- EXERCISE PROMPT
Start at the line in the entries below that contains "Annotate each instance of the black sandal", stop at the line that contains "Annotate each instance of the red running", and output exactly the lines in that span, both ends included.
BEGIN
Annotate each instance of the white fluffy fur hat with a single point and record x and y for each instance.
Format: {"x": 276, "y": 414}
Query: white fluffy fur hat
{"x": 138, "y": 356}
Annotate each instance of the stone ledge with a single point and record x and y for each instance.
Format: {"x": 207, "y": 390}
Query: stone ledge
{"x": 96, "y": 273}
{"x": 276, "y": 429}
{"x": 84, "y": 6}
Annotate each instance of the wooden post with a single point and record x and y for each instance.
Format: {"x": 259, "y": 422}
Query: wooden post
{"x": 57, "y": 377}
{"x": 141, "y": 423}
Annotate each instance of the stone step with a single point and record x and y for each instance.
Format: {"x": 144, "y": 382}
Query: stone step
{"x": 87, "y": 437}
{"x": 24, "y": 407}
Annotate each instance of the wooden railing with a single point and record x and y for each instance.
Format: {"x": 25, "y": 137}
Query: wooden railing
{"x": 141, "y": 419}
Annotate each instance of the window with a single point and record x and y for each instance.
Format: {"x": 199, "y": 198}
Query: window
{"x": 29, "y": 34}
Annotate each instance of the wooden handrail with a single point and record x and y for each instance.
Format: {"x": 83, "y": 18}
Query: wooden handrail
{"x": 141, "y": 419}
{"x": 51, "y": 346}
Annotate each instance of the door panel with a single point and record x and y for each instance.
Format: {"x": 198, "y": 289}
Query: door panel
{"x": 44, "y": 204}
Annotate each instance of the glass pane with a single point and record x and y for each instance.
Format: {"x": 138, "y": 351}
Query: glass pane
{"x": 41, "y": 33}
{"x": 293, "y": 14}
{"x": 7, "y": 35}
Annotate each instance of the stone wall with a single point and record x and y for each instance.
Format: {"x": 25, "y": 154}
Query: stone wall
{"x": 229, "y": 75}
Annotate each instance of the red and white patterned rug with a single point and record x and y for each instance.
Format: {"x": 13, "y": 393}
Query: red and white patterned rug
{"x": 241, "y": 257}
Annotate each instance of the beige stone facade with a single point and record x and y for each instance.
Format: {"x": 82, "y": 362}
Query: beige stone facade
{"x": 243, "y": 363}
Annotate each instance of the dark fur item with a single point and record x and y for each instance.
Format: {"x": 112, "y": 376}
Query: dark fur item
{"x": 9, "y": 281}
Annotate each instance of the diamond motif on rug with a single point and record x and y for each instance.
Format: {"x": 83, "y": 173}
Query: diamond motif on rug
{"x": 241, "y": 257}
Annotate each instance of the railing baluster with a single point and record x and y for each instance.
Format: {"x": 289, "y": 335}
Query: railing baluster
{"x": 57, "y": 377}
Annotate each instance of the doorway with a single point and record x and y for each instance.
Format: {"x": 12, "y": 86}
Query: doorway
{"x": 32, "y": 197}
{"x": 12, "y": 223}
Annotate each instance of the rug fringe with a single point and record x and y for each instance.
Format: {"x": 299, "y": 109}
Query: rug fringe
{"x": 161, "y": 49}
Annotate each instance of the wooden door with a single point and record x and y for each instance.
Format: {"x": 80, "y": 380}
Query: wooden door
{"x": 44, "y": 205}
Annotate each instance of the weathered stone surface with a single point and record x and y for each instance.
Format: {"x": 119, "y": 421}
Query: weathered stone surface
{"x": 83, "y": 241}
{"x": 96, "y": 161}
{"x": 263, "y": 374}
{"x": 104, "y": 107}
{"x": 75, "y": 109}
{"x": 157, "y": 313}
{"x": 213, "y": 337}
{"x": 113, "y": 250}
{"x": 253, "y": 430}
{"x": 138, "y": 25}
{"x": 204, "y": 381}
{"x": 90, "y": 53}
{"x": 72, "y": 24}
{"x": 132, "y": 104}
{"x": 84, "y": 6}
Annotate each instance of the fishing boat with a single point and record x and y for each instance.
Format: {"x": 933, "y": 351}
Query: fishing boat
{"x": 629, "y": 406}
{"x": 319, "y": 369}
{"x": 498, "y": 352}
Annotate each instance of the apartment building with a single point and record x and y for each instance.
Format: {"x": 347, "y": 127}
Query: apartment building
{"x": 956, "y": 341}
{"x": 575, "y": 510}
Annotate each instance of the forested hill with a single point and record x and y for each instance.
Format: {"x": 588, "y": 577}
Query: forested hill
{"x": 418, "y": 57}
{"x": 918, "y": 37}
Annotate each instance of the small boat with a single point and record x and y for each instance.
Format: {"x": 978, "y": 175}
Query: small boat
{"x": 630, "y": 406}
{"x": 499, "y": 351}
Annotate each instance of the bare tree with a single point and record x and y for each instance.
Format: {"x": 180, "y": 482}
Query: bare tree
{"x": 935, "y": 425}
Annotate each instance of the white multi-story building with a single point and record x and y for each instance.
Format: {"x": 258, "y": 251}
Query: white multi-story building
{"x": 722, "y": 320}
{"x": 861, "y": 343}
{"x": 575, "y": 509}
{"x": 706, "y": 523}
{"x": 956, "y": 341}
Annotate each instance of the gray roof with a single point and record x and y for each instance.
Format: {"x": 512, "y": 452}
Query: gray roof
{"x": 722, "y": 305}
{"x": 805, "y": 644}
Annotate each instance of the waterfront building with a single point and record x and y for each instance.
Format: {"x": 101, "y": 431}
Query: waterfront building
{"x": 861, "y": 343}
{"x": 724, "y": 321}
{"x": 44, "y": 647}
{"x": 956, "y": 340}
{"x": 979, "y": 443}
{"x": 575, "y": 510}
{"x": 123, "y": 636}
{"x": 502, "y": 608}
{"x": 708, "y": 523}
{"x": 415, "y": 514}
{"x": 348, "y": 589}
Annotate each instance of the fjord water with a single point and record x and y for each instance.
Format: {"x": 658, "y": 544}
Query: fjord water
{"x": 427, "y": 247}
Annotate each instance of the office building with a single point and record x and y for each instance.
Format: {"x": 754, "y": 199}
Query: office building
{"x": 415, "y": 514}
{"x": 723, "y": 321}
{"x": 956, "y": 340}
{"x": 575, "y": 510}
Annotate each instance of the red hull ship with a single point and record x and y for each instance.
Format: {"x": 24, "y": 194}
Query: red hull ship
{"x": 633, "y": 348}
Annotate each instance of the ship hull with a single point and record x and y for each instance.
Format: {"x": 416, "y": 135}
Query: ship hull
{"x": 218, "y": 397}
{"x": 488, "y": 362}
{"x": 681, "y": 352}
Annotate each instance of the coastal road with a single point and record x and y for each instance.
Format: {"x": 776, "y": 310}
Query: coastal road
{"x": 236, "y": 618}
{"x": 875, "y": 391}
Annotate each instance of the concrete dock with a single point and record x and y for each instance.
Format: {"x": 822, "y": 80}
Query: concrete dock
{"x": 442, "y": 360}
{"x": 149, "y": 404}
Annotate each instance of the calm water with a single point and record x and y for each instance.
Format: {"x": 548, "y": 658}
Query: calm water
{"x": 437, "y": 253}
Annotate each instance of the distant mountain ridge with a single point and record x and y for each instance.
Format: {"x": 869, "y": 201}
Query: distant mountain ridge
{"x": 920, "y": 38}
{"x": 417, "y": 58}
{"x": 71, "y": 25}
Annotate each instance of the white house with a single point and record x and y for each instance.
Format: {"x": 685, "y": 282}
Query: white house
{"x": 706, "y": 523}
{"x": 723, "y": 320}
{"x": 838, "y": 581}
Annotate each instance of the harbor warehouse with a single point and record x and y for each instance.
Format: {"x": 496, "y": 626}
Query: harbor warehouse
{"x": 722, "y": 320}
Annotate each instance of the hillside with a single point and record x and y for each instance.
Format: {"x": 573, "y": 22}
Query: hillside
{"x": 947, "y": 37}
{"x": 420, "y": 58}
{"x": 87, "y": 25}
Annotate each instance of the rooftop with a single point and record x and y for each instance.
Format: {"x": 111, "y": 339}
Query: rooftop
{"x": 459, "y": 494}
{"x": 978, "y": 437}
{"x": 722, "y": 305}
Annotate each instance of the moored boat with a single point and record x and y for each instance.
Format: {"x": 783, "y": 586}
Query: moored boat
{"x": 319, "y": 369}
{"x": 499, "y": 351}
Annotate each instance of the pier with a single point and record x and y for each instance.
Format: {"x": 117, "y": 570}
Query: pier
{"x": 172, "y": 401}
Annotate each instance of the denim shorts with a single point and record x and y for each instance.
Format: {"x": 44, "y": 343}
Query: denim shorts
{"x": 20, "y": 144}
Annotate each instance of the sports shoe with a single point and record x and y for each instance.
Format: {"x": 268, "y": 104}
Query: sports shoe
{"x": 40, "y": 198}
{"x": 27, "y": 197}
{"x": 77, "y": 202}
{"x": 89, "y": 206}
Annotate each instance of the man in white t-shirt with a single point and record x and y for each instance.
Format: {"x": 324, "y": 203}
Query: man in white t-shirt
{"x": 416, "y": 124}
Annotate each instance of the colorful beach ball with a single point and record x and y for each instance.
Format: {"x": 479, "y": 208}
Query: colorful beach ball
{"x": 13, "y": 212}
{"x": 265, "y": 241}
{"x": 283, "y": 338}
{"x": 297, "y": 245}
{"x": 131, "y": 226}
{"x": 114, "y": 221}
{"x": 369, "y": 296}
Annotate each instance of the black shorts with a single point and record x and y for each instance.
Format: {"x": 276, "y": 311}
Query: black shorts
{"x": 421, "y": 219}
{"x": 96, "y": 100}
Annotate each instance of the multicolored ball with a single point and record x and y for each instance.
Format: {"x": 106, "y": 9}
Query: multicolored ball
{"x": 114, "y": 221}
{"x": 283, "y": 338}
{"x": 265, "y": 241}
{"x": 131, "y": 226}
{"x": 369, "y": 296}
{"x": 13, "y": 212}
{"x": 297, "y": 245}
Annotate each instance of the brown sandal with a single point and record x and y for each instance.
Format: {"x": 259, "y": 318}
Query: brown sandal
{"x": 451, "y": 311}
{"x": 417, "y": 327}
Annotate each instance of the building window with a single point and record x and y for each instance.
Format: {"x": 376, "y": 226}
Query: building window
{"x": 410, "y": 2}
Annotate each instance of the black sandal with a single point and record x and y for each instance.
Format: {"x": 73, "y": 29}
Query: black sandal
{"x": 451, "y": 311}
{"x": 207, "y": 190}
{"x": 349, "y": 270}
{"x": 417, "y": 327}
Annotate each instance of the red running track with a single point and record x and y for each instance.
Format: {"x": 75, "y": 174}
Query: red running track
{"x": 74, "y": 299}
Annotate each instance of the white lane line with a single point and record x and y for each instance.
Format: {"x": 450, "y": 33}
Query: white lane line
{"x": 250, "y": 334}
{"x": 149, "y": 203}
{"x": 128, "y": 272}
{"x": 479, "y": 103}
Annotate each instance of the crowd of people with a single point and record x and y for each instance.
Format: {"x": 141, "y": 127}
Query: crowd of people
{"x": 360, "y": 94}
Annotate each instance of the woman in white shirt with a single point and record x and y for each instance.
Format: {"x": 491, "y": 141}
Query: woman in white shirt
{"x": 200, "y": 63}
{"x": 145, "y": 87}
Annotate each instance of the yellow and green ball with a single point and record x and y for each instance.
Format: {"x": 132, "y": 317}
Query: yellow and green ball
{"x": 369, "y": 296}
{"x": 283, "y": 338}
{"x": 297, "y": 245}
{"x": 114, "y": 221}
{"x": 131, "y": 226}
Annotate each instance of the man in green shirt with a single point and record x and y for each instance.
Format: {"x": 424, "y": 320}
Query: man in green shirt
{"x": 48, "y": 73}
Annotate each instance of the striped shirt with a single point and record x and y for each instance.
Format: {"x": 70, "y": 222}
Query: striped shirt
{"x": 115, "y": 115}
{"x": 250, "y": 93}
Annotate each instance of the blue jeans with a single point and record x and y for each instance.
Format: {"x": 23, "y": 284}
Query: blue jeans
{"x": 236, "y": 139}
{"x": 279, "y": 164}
END
- YOUR RESPONSE
Annotate each instance of the black sandal with a single point and record x and y for each instance.
Format: {"x": 73, "y": 29}
Query: black sandal
{"x": 451, "y": 311}
{"x": 207, "y": 190}
{"x": 349, "y": 270}
{"x": 417, "y": 327}
Annotate each instance of the red running track with a single point and record x and y for each instance.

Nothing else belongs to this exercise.